__Problem statement__
Transcribe only part of the material below: the lines from the one containing "Query: dock" through the one containing "Each point like <point>50,411</point>.", inclusive, exactly as written.

·····

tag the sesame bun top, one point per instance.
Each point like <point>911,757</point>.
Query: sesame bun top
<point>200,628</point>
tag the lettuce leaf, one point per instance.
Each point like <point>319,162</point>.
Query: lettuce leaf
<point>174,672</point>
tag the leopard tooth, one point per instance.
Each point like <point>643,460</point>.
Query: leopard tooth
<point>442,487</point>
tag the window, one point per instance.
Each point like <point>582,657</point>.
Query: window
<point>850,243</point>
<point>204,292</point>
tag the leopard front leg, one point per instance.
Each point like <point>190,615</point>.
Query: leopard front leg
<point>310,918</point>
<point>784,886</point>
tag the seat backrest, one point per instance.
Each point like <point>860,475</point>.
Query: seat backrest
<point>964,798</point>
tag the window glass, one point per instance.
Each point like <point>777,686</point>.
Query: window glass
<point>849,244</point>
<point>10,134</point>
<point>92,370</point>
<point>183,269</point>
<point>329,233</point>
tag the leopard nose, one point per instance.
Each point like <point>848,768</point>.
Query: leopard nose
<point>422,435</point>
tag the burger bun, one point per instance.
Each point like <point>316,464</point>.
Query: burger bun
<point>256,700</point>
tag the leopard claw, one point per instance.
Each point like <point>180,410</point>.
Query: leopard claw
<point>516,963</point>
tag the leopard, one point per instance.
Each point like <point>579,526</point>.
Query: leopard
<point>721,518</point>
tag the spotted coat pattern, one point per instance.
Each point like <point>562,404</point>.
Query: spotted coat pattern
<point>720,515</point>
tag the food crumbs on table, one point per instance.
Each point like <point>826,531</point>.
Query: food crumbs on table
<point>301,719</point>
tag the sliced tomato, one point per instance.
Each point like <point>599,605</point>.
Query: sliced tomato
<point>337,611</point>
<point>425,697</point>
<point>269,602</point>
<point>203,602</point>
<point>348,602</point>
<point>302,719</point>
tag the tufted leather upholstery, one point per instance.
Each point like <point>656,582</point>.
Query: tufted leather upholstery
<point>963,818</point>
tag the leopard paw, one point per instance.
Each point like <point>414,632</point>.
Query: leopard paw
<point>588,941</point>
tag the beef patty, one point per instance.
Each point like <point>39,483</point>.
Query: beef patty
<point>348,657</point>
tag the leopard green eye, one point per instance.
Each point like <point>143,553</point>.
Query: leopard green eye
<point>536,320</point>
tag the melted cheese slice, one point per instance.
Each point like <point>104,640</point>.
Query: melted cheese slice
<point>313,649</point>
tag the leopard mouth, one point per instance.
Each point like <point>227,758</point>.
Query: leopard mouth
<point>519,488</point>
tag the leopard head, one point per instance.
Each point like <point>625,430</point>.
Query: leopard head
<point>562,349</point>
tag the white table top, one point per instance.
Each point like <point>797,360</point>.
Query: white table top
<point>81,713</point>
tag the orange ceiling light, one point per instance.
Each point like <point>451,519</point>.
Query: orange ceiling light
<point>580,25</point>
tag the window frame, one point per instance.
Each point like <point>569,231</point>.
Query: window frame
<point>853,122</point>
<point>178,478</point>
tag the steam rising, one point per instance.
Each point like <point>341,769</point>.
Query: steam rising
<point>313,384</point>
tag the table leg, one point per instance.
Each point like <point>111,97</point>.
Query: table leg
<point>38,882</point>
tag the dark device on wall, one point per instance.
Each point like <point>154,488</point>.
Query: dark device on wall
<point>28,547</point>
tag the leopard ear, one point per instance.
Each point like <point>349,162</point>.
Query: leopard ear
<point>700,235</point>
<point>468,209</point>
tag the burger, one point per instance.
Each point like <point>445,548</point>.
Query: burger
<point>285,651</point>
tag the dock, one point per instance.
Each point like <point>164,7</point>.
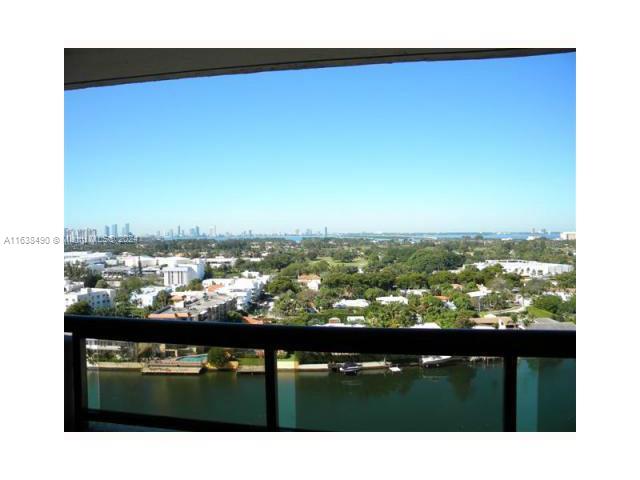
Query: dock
<point>172,368</point>
<point>107,366</point>
<point>251,369</point>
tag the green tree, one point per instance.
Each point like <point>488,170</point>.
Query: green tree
<point>218,356</point>
<point>550,303</point>
<point>281,285</point>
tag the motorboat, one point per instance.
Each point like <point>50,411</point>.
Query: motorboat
<point>434,360</point>
<point>350,368</point>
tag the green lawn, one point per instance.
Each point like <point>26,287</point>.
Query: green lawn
<point>358,262</point>
<point>539,313</point>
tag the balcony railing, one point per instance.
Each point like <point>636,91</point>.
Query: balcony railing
<point>508,344</point>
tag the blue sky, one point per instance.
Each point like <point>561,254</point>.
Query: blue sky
<point>431,146</point>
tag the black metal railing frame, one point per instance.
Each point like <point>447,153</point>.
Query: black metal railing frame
<point>508,344</point>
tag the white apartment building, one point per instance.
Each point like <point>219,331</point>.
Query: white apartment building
<point>147,295</point>
<point>527,268</point>
<point>245,290</point>
<point>183,273</point>
<point>135,260</point>
<point>357,303</point>
<point>220,261</point>
<point>88,258</point>
<point>70,286</point>
<point>96,297</point>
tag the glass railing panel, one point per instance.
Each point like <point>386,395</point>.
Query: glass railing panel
<point>546,395</point>
<point>391,393</point>
<point>201,383</point>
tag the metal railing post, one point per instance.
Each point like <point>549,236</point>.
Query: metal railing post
<point>271,387</point>
<point>510,393</point>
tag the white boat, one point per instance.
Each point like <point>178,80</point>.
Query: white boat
<point>434,360</point>
<point>350,368</point>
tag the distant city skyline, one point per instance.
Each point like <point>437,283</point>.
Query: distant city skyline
<point>417,147</point>
<point>195,231</point>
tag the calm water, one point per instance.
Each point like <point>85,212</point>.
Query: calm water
<point>456,397</point>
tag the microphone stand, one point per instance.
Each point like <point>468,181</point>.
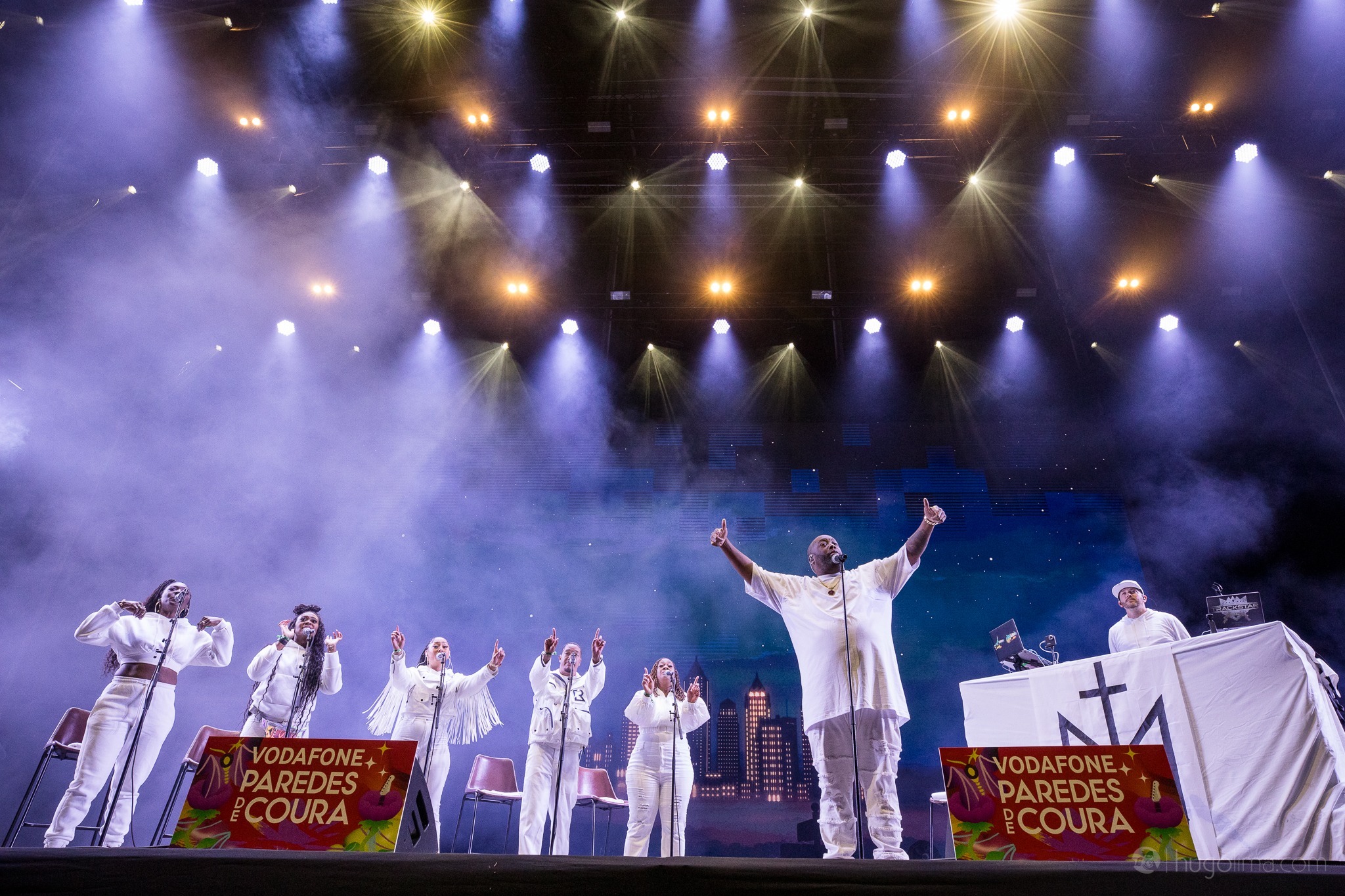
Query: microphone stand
<point>433,725</point>
<point>677,725</point>
<point>560,763</point>
<point>135,740</point>
<point>294,702</point>
<point>854,742</point>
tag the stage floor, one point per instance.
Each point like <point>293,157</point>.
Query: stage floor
<point>171,872</point>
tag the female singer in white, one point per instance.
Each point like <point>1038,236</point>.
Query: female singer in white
<point>649,775</point>
<point>407,707</point>
<point>135,633</point>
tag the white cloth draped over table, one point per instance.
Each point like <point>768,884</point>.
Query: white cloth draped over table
<point>112,721</point>
<point>1259,750</point>
<point>649,774</point>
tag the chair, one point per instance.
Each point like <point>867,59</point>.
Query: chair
<point>188,767</point>
<point>64,743</point>
<point>493,781</point>
<point>938,798</point>
<point>595,792</point>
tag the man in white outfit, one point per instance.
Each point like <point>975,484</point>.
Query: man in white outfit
<point>811,608</point>
<point>544,742</point>
<point>1141,626</point>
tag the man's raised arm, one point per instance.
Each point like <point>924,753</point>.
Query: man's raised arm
<point>919,539</point>
<point>741,562</point>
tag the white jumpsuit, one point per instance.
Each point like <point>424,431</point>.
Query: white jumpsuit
<point>544,742</point>
<point>420,689</point>
<point>115,715</point>
<point>271,702</point>
<point>649,774</point>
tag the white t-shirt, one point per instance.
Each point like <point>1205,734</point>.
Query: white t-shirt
<point>817,628</point>
<point>1151,628</point>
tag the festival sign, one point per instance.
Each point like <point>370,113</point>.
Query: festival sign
<point>268,793</point>
<point>1064,803</point>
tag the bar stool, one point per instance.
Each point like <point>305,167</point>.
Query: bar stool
<point>491,781</point>
<point>64,743</point>
<point>595,790</point>
<point>938,798</point>
<point>188,767</point>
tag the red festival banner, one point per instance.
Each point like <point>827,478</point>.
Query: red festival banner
<point>255,793</point>
<point>1099,803</point>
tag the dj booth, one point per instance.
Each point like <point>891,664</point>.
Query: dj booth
<point>1245,715</point>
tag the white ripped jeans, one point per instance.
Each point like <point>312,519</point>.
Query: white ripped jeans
<point>540,796</point>
<point>417,729</point>
<point>880,747</point>
<point>649,784</point>
<point>104,753</point>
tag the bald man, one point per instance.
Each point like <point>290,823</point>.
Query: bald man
<point>811,608</point>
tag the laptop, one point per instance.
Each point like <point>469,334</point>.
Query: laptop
<point>1234,610</point>
<point>1009,649</point>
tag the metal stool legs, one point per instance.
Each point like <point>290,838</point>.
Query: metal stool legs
<point>20,817</point>
<point>173,800</point>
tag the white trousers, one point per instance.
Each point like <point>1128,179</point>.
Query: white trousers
<point>540,796</point>
<point>880,746</point>
<point>104,753</point>
<point>649,785</point>
<point>256,727</point>
<point>417,730</point>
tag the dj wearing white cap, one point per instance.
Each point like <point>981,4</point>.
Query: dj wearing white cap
<point>1141,626</point>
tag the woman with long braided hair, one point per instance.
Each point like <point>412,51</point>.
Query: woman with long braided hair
<point>665,714</point>
<point>291,672</point>
<point>135,634</point>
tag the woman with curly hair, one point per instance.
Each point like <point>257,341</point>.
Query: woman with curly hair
<point>663,714</point>
<point>435,707</point>
<point>135,634</point>
<point>291,672</point>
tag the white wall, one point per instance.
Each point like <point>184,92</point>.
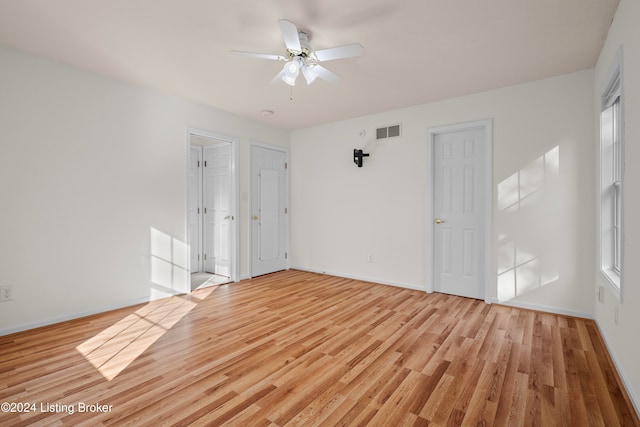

·····

__Exercise output__
Query: dock
<point>172,368</point>
<point>107,366</point>
<point>251,369</point>
tag the green tree, one point per instance.
Each point like <point>488,170</point>.
Query: green tree
<point>218,356</point>
<point>550,303</point>
<point>281,285</point>
tag the motorboat, one point per instance.
Each point like <point>50,411</point>.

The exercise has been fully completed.